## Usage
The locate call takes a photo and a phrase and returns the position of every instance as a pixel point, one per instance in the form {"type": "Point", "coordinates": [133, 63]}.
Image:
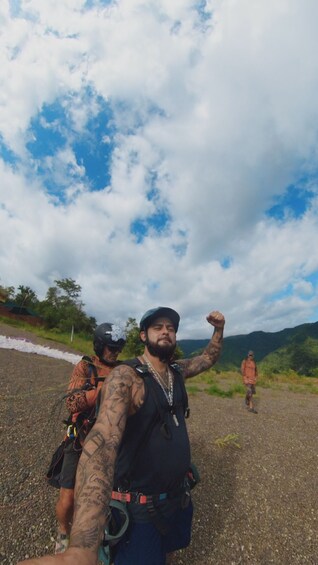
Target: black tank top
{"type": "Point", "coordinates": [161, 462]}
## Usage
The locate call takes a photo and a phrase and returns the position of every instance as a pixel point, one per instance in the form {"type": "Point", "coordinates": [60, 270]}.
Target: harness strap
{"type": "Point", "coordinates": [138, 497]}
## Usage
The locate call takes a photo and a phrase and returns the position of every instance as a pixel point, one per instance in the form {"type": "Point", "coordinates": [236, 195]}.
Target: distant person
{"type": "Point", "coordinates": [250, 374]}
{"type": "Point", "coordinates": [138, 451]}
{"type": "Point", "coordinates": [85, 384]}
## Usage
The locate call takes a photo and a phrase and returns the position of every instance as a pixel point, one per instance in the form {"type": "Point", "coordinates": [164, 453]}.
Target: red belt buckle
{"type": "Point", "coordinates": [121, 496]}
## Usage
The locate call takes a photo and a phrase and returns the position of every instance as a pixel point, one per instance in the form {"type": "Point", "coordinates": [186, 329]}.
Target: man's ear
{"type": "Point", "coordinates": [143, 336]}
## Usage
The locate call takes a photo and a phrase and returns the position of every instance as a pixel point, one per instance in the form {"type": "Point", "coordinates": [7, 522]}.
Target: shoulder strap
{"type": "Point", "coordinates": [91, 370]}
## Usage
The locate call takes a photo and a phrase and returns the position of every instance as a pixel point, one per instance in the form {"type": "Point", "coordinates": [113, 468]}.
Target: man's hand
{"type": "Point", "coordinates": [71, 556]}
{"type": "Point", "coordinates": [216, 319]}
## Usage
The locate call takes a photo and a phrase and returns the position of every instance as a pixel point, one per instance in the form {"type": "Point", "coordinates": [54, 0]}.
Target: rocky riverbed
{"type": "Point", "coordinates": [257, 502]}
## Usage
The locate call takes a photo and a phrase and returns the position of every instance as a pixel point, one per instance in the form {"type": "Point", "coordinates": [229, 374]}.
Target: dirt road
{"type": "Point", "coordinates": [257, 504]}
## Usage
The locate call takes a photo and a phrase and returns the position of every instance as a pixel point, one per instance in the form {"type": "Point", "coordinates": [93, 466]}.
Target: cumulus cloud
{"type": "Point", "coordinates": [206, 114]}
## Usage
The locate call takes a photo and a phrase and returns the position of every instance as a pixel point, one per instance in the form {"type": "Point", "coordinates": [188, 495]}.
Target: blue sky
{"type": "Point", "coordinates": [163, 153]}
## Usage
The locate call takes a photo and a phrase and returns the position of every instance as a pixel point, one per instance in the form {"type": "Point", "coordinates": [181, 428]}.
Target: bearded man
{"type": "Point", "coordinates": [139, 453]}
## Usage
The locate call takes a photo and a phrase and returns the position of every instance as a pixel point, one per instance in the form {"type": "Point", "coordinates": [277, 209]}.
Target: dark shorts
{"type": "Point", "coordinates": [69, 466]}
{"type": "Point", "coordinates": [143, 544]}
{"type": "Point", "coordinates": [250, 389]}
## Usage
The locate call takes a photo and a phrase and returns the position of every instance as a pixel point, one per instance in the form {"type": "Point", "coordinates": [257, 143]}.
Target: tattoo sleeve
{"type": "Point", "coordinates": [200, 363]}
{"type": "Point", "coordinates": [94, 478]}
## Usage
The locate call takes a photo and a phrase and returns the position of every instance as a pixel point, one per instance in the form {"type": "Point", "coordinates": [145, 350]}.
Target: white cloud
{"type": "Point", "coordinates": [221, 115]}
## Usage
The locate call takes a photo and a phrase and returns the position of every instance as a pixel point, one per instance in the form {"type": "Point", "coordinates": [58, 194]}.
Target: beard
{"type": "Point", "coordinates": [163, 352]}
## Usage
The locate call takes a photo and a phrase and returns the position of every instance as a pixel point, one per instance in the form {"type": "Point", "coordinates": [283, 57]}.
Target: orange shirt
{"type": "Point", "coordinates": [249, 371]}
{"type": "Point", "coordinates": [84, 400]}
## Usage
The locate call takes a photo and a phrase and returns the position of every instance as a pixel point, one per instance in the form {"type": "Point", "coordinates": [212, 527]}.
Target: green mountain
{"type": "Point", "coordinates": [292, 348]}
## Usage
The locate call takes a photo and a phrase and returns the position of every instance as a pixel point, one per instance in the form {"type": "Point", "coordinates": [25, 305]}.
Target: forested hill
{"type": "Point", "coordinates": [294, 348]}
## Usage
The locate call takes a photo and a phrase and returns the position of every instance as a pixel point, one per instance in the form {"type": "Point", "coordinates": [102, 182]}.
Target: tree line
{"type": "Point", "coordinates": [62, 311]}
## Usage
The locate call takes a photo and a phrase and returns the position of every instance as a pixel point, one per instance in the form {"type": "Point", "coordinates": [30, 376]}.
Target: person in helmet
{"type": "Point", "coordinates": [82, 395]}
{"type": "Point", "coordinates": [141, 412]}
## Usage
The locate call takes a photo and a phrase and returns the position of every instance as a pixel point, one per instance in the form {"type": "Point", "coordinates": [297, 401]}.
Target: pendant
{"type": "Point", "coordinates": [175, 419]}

________

● **About this task**
Render the data above verbatim and without pictures.

● **Response to this exercise**
## Usage
The locate call takes a photo and a phrase and returns the position of every instance as a pixel point, one per instance in the form {"type": "Point", "coordinates": [133, 63]}.
Image:
Target: black tank top
{"type": "Point", "coordinates": [161, 462]}
## Usage
The locate call takes a photo and a phrase and returns the position of every instance as a pixel point, one per instance in the form {"type": "Point", "coordinates": [60, 270]}.
Target: harness strap
{"type": "Point", "coordinates": [138, 497]}
## Usage
The locate call takes a photo and a phrase and returns the position of every instance as a pixel point, one per instance in the form {"type": "Point", "coordinates": [236, 195]}.
Target: distant person
{"type": "Point", "coordinates": [250, 374]}
{"type": "Point", "coordinates": [138, 451]}
{"type": "Point", "coordinates": [85, 384]}
## Usage
The locate call takes a photo and a phrase and returns the position of every instance as a pixel point, one per instance in the form {"type": "Point", "coordinates": [164, 453]}.
Target: red belt buckle
{"type": "Point", "coordinates": [121, 496]}
## Usage
The locate call takes a photo and a phrase and returns the position of every instance as a pixel point, one per instance in the form {"type": "Point", "coordinates": [186, 329]}.
Target: man's ear
{"type": "Point", "coordinates": [143, 336]}
## Usage
The locate call takes a photo and a phrase and returns the position of every instance as a pixel point, one per instance in the form {"type": "Point", "coordinates": [7, 522]}.
Target: shoulder strap
{"type": "Point", "coordinates": [91, 370]}
## Usage
The locate call takes a photo and a phrase and returns the position of every instance as a pixel point, one per instance in the form {"type": "Point", "coordinates": [113, 468]}.
Target: man's hand
{"type": "Point", "coordinates": [71, 556]}
{"type": "Point", "coordinates": [216, 319]}
## Usage
The locate call takes a photo and a phrase and returns the position of every instance as a pixel point, one per instance in the form {"type": "Point", "coordinates": [54, 0]}.
Target: rocky riverbed
{"type": "Point", "coordinates": [257, 502]}
## Usage
The locate call takes a photo and a phrase and returns the position of every instance as a pixel point, one per instance in the form {"type": "Point", "coordinates": [229, 374]}.
Target: dirt road
{"type": "Point", "coordinates": [257, 504]}
## Usage
The locate call takes a photo and a phrase and returns the position of every instance as a pixel point, one per instance in the form {"type": "Point", "coordinates": [93, 466]}.
Target: cumulus cloud
{"type": "Point", "coordinates": [206, 114]}
## Usage
The locate call takes a photo and a phrase and returns the position of every instance as a pixel point, one per instance in the form {"type": "Point", "coordinates": [188, 495]}.
Target: blue sky
{"type": "Point", "coordinates": [163, 153]}
## Usage
The locate call takes a photo and a phrase and returns the position of every instance as a pixel point, one per instance in the form {"type": "Point", "coordinates": [181, 428]}.
Target: bearded man
{"type": "Point", "coordinates": [139, 453]}
## Usage
The locate call takes a photo and a phrase and returns the position of every instance as a pixel point, one per instance in the form {"type": "Point", "coordinates": [277, 209]}.
Target: dark shorts
{"type": "Point", "coordinates": [69, 466]}
{"type": "Point", "coordinates": [143, 544]}
{"type": "Point", "coordinates": [250, 389]}
## Usage
The locate call takes a photo and a phrase and returns the position of every instance as a pixel point, one per instance in the form {"type": "Point", "coordinates": [257, 143]}.
Target: tattoo sleeve
{"type": "Point", "coordinates": [200, 363]}
{"type": "Point", "coordinates": [94, 478]}
## Usage
The locate call takes a photo and a phrase and returns the position of every instance as a pixel point, one per instance in the form {"type": "Point", "coordinates": [145, 350]}.
Target: white cloud
{"type": "Point", "coordinates": [221, 115]}
## Usage
The locate call takes a photo and a phrase and returns the position of every instance as a pixel point, one per instance in the form {"type": "Point", "coordinates": [58, 194]}.
Target: beard
{"type": "Point", "coordinates": [163, 352]}
## Usage
The locate call takes a photo and a phrase and returns the position of every instance as a pixel point, one per instance in the form {"type": "Point", "coordinates": [283, 57]}.
Target: orange shirt
{"type": "Point", "coordinates": [249, 371]}
{"type": "Point", "coordinates": [84, 400]}
## Usage
The locate call takes a photo and a phrase and returns the position of every instance as a pixel point, one per instance in the form {"type": "Point", "coordinates": [212, 527]}.
Target: green mountain
{"type": "Point", "coordinates": [292, 348]}
## Usage
The locate call takes a photo and a phrase and returns the position of every instance as a pixel point, one per instance in the form {"type": "Point", "coordinates": [25, 305]}.
Target: forested hill
{"type": "Point", "coordinates": [294, 348]}
## Usage
The locate call takes a photo and a phrase and returns the position of every instance as a pixel point, one per instance in the form {"type": "Point", "coordinates": [102, 182]}.
Target: tree line
{"type": "Point", "coordinates": [62, 311]}
## Usage
The locate call takes a photo and a phrase and returns the position of every instance as a pixel point, one per instance in the form {"type": "Point", "coordinates": [30, 376]}.
Target: person in helmet
{"type": "Point", "coordinates": [82, 395]}
{"type": "Point", "coordinates": [141, 412]}
## Usage
The locate call takes a photo and a phrase and returns the position of every instance as a pixel point, one per instance in the form {"type": "Point", "coordinates": [297, 401]}.
Target: pendant
{"type": "Point", "coordinates": [175, 419]}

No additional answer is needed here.